* [Task requirements] The reply must consist of the complete listing, reproduced exactly, with no images included.

* [Data listing]
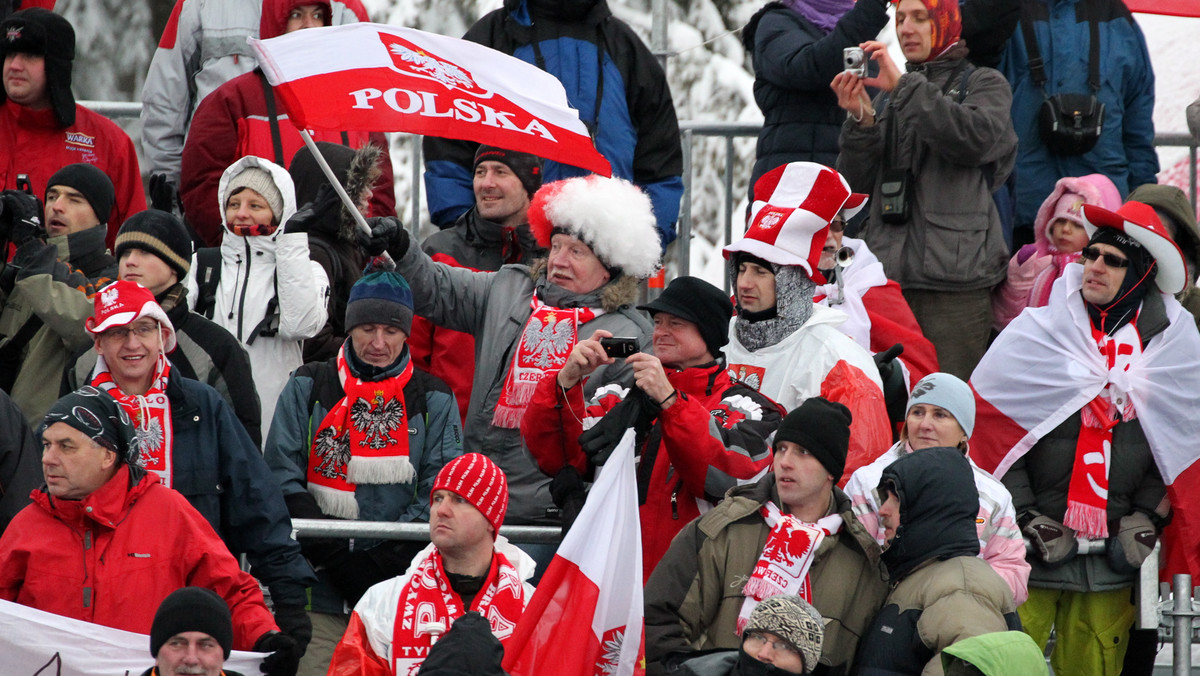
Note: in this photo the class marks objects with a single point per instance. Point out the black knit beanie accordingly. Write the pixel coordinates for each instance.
(95, 186)
(527, 167)
(45, 34)
(700, 303)
(160, 233)
(192, 609)
(822, 428)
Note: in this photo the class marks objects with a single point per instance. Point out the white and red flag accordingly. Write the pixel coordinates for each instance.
(586, 616)
(1045, 366)
(375, 77)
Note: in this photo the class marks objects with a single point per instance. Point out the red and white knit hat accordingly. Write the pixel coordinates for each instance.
(1140, 222)
(791, 213)
(123, 303)
(479, 482)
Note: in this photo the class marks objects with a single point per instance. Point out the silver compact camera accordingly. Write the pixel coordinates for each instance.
(853, 60)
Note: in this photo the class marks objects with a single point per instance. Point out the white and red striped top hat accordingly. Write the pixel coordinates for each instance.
(791, 213)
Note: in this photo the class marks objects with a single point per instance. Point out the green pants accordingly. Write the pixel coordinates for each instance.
(1092, 628)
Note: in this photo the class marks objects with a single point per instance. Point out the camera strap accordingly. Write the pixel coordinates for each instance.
(1037, 64)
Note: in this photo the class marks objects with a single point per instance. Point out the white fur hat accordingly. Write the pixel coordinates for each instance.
(612, 216)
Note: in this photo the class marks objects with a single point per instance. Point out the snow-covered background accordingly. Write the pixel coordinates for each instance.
(708, 70)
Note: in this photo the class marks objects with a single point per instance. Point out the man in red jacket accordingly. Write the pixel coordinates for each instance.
(243, 117)
(106, 542)
(41, 126)
(681, 393)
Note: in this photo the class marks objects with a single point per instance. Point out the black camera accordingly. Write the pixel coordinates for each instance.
(618, 347)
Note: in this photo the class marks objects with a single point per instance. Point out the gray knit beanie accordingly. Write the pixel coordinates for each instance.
(791, 618)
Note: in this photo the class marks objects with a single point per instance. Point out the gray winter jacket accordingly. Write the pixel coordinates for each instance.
(959, 150)
(493, 307)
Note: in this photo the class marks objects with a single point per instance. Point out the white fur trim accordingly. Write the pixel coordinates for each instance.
(389, 470)
(613, 217)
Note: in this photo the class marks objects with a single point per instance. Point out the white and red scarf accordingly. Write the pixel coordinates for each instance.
(427, 600)
(784, 566)
(363, 440)
(1047, 365)
(150, 413)
(546, 340)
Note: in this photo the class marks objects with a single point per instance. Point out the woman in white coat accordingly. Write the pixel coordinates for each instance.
(269, 294)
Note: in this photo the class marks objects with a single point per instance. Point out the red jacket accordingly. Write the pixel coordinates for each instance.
(233, 121)
(713, 436)
(112, 557)
(33, 143)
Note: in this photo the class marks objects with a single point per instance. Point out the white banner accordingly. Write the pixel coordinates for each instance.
(34, 642)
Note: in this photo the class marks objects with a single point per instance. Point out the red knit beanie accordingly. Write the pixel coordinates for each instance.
(479, 482)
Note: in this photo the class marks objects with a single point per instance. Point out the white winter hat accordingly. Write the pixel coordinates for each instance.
(612, 216)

* [Result of the exercise]
Note: in this photo the class marks objects with a single point per instance. Point out the black knit beanie accordingly. Write the pixel coordinates for each instance.
(95, 186)
(527, 167)
(45, 34)
(700, 303)
(160, 233)
(192, 609)
(822, 428)
Note: in this photo the class marks objects with a single point per instance. Point out the white and red flag accordingly. Write the pixel coordinates for each instance.
(586, 616)
(1045, 366)
(375, 77)
Note: in this photo the class marks objects with a single point per instance. Point out the red and white knit hat accordingly. Write the pixel coordinates for each instance.
(1140, 222)
(791, 213)
(123, 303)
(479, 482)
Note: in this photo the class marks objects with a single point per instance. Point out the silver compact camera accordingly. Write the pixel coordinates for each instance.
(853, 60)
Note: in this photo the class marks objects with a single point per instance. Point out the white and red striped top hat accordingly. Write the pixel coordinates for each instance.
(791, 213)
Note: in this photo the class marks objects with a single point per instance. Point out the green pants accordingly. Write the pixel coordinates for each instance.
(1092, 628)
Note: in this photo the class marks objects with a single point per instance. Point out the camera strap accordingly. Write the pixel coordinates for each instance.
(1037, 64)
Note: in this photo the class marks objects with a single point per instance. Point out the white fur hat accordingly. Write the pixel coordinates for each instance.
(612, 216)
Note: in this photo the class marks objects with a single point per instance. Point out the snow-covered background accordingly. Write the pixel coordinates for each instance.
(708, 70)
Note: in this photo the class marks objects with a single point per instance. Point out the man in red jacket accordingly. Write the pixel coordinates for each instance.
(243, 117)
(106, 542)
(41, 126)
(681, 393)
Note: in this photo the class marks objects with a single point per instance. Point out the black camera accordingly. Write the pixel coordinates for each instance.
(618, 347)
Note: in this photo the class marks objects with a single point per instance. Point out the gray knit beanie accordingly. Write the pixel coordinates for each instance.
(791, 618)
Note: in this photo the class marks objects with a single point per instance. Point out the gray winter jacket accordingly. Write the pixel coordinates for each instance.
(959, 150)
(493, 307)
Note: in this photo the class marks objects with a single point per instance. Point out the white fur trim accordingly. Write the pixel coordinates for each instance.
(389, 470)
(613, 217)
Note: in this photo the class marks objects with a single point per instance. Point out the white and red scarf accordingly. Write the pixel coordinates for each instance.
(427, 600)
(784, 566)
(363, 440)
(1047, 365)
(150, 413)
(546, 340)
Note: in this photo the class marks objects with a single point per instance. Point out the woman in white coat accordingly. Write the pixel coordinates for each instance.
(269, 294)
Note: in this photo the class marks objects with a single point per instance. Point out the red jacket accordingly. Write the pixel coordinates for each instance.
(233, 121)
(713, 436)
(112, 557)
(33, 143)
Note: in this photo the class marks objects with a single point per instance. Point out the white banner accordingly. Write the pixel coordinates for each instance.
(34, 642)
Note: in this photo the class marks objects with a single point per instance. Point out the red knit beanie accordingly. Write the pixel coordinates for each instance.
(479, 482)
Note: in this photo the class marks objects with a single point per instance. Point out the white winter hat accordingly. Write the pixel coordinates for each instance.
(612, 216)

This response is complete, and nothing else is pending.